*** Excerpt provided Section Begins ***

On the morning of March 20, 2003, school students all over Germany held spontaneous marches; in Berlin more than 120,000 marched. Actions started also in Heidelberg, Frankfurt, Leipzig and Nuremberg. Some students reported that their teachers and principals had tried to prevent them from doing so. In Munich, students gathered in front of the university and then marched to the US consulate, where they demanded that the US flag be lowered in honor of the killed Iraqi civilians. They walked to the central place of Munich afterwards, where the demonstration turned into a mixture of party and protest.

There were demonstrations across the United Kingdom. In York, school students joined council and union representatives in a daytime demonstration. A school student responded to a BBC journalist's question of whether it was just an excuse to bunk off school by saying, "We're not just here for a day off school. The more supporters the better. It makes a bigger statement."

In Scotland demonstrations took place in disrupted traffic in Glasgow and Edinburgh and also took place in Dundee, Inverness and Aberdeen. The Edinburgh demo saw 500 people at midday march to the foot of The Mound, the rally was addressed by MSPs Tommy Sheridan and Lloyd Quinan. The protesters then blocked Princes Street and The Mound. Later 3,000 protesters marched up the Royal Mile to the Scottish Parliament. In Glasgow around 1,000 protesters (BBC estimate) blocked the streets in the city center for several hours.

Protests in most other cities were similar. In Switzerland, tens of thousands demonstrated in all major cities. In Italy, the public services union announced a strike. In Cairo, Egypt, 50,000 people rioted; protesters burned a US flag, and riot police outnumbered the protesters. In Paris, 20,000 people met in front of the American embassy. In Greece, 150,000 people protested. In San José, Costa Rica, people marched against the US military intervention in Iraq.

*** Excerpt provided Section Ends ***
*** Dataset records Section Begins ***

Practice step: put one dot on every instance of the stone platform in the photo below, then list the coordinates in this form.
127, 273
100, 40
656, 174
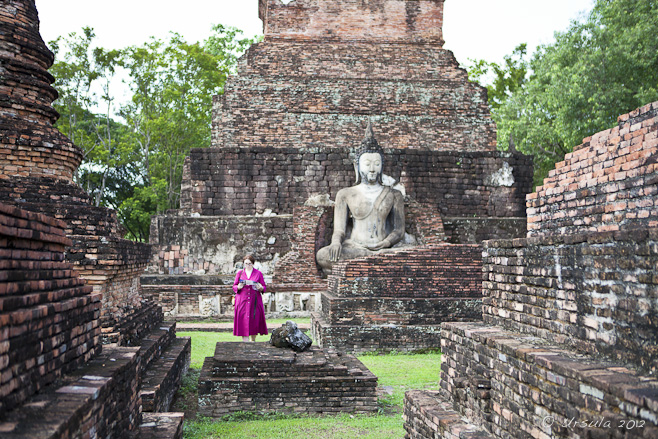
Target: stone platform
260, 377
396, 301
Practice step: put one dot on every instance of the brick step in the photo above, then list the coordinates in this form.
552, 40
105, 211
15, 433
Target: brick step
161, 426
77, 406
163, 377
155, 342
380, 337
428, 416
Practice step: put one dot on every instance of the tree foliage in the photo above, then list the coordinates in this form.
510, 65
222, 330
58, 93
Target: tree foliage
134, 151
597, 69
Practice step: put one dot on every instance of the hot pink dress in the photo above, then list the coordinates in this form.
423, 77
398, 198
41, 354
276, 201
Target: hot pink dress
247, 320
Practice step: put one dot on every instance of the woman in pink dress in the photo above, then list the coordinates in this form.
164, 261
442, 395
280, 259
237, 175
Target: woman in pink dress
249, 314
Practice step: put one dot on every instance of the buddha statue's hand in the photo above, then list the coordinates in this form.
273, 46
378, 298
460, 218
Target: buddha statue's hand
380, 245
334, 251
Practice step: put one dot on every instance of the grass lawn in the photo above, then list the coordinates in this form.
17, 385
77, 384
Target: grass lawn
397, 373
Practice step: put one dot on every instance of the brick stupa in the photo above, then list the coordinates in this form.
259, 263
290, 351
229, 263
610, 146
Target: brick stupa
81, 353
282, 137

*** Dataset records Section Ends ***

▶ **Action item**
Using the text on the March 2003 protests, answer these:
(a) How many people marched in Berlin?
(b) By the BBC estimate, about how many protesters blocked the streets in Glasgow's city center?
(c) Where did 20,000 people meet in Paris?

▶ **Response to the task**
(a) More than 120,000
(b) Around 1,000
(c) In front of the American embassy